The IT Law Wiki



A device is

[a] physical construct, generally electronic, that is capable of storing and processing information, e.g., a personal computer, web server, mobile phone, or smart card.[1]
[a] physical entity embedded inside, or attached to, another physical entity in its vicinity, with capabilities to convey digital information from or to that physical entity.[2]

A device is

  • "[a] combination of components that function together to serve a specific purpose."[3]
  • "any physical object that is capable of connecting to the Internet, directly or indirectly, or to another device.[4]


a piece of equipment with the mandatory capabilities of communication and the optional capabilities of sensing, actuation, data capture, data storage and data processing. The devices collect various kinds of information and provide it to the information and communication networks for further processing. Some devices also execute operations based on information received from the information and communication networks."[5]


A device is

[an] instrument, apparatus, implement, machine, contrivance, implant, in vitro reagent, or other similar or related article, including any component, part, or accessory, which is . . . intended for use in the diagnosis of disease or other conditions, or in the cure, mitigation, treatment, or prevention of disease, in man . . . or intended to affect the structure or any function of the body of man. . . .[6]


A device is

[i]n automated assessment, a type of assessment object that is either an IP addressable (or equivalent) component of a network or a removable component that is of security significance.[7]


Devices continue to grow in number and variety as more computers, phones and other machines connect to the Internet. New devices have repeatedly revolutionized the personal computer (PC) market in the past three decades.
======
**Work task**. Continue the wiki entry defining "device" from the point where it stops.

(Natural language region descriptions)
======
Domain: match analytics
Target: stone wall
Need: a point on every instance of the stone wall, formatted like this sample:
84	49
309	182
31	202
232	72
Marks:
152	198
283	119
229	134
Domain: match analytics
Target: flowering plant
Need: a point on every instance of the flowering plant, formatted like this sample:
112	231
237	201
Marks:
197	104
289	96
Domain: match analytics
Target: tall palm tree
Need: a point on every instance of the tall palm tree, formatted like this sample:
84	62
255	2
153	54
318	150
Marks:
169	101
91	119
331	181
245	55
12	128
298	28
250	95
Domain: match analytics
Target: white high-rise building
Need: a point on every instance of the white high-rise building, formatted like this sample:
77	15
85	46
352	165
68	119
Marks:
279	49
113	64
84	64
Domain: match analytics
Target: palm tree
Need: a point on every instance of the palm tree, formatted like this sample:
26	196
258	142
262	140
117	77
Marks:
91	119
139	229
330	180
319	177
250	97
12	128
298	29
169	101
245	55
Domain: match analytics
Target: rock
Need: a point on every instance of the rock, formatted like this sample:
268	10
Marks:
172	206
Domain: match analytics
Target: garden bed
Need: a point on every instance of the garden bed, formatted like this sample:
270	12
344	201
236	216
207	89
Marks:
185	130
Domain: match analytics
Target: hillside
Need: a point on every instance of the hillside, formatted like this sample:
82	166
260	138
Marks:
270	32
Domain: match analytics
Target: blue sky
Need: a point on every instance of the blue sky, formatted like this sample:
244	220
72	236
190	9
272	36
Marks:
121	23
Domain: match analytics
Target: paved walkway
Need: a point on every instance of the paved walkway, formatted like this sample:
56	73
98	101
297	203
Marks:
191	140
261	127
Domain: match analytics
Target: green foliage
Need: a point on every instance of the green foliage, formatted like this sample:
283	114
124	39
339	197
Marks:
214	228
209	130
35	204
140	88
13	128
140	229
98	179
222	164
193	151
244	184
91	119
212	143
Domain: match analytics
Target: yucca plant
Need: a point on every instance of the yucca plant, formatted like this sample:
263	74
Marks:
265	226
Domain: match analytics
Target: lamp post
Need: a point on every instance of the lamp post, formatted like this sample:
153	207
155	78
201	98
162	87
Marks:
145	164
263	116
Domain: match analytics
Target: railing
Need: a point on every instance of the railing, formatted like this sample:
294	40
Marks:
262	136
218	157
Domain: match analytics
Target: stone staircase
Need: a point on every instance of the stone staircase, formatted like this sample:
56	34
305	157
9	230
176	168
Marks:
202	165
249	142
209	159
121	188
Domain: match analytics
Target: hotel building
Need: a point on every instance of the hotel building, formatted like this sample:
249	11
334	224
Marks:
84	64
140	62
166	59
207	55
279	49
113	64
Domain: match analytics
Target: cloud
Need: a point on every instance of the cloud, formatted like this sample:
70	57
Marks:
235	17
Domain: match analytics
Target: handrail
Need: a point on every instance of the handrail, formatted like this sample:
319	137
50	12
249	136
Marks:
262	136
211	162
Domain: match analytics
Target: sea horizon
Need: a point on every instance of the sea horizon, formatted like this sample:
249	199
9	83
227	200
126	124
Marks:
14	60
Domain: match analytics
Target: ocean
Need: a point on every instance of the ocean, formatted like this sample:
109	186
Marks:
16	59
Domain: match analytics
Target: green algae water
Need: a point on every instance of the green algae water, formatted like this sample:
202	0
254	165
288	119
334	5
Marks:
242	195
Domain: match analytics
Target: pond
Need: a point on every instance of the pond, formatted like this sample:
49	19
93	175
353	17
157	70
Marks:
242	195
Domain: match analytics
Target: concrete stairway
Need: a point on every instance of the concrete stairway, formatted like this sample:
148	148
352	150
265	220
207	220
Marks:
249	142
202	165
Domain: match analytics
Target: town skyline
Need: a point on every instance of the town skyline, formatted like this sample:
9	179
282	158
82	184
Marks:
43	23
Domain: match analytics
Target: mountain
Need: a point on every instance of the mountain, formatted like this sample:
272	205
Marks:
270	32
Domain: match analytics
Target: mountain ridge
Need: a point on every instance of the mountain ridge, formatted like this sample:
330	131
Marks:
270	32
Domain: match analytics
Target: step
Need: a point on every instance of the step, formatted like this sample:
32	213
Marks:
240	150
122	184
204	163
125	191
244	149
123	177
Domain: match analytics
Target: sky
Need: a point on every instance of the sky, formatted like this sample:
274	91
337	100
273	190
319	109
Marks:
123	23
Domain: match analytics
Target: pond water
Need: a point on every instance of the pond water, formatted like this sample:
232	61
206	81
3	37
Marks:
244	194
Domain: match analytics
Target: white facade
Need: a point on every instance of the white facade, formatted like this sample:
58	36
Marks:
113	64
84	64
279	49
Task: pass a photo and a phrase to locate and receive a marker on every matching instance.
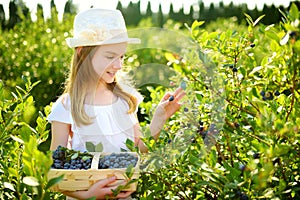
======
**Output of the exercise**.
Broadband devices[]

When one examines the three main types of devices that connect to broadband service provider networksmobile devices, computing devices and set-top boxes — one finds that there are many mobile and computing device manufacturers offering hundreds of devices with a dizzying assortment of brands, features and price levels. Whole new device classes, such as tablets, e-book readers and netbooks continue to emerge, shifting firms’ market positions and enabling entrants to capture market share.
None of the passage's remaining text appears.